EXERCISE DIRECTIONS -
Those lines of the data that hold the word "banner" are to be copied out.

[SOURCE INFORMATION — start]

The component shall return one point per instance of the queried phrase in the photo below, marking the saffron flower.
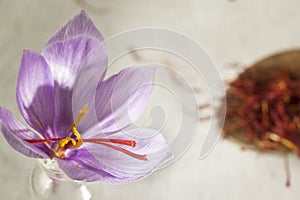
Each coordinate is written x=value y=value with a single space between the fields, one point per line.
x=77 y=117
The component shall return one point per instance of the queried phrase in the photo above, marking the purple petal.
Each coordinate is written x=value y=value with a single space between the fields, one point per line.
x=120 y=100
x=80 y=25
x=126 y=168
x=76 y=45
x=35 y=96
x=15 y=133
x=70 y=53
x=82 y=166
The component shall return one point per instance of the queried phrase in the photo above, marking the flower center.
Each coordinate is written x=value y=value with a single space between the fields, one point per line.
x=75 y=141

[SOURCE INFORMATION — finish]
[SOURCE INFORMATION — start]

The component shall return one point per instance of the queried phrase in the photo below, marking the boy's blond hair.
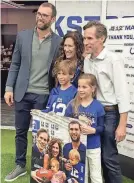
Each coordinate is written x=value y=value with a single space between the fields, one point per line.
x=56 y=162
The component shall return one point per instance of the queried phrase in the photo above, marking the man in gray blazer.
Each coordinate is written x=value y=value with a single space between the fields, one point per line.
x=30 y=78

[SOURCE INFORMATION — finish]
[SOURCE INFORMATION — start]

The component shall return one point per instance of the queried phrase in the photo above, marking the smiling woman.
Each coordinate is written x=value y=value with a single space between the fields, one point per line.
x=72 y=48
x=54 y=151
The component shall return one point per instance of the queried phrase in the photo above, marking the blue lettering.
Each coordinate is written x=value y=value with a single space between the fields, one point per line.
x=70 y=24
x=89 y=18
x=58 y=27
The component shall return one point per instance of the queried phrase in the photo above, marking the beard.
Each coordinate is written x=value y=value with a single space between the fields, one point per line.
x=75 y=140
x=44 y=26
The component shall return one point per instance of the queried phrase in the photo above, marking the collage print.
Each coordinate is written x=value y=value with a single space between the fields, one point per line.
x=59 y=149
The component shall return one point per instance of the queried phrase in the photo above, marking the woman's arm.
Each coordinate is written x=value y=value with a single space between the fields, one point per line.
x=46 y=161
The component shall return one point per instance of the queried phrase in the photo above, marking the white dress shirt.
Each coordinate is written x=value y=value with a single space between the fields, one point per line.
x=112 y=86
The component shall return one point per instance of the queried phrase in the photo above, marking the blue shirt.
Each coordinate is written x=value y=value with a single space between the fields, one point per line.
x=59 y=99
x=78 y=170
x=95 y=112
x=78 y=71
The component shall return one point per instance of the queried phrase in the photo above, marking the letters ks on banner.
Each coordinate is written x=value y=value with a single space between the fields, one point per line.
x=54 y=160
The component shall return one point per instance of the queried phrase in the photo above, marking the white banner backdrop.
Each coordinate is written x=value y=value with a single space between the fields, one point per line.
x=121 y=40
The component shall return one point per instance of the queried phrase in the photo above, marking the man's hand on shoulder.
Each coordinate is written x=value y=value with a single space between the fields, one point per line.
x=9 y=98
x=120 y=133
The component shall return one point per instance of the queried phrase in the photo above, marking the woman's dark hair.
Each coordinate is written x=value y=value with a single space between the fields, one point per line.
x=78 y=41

[SOURCE INFORMATION — finish]

SOLUTION -
The component shall return one point per instance of the queried phrase in the photo above, marking the letters ks on banner.
The component shall return one point per instance of the queried phrase in the photo above, marking the white banner backdrop.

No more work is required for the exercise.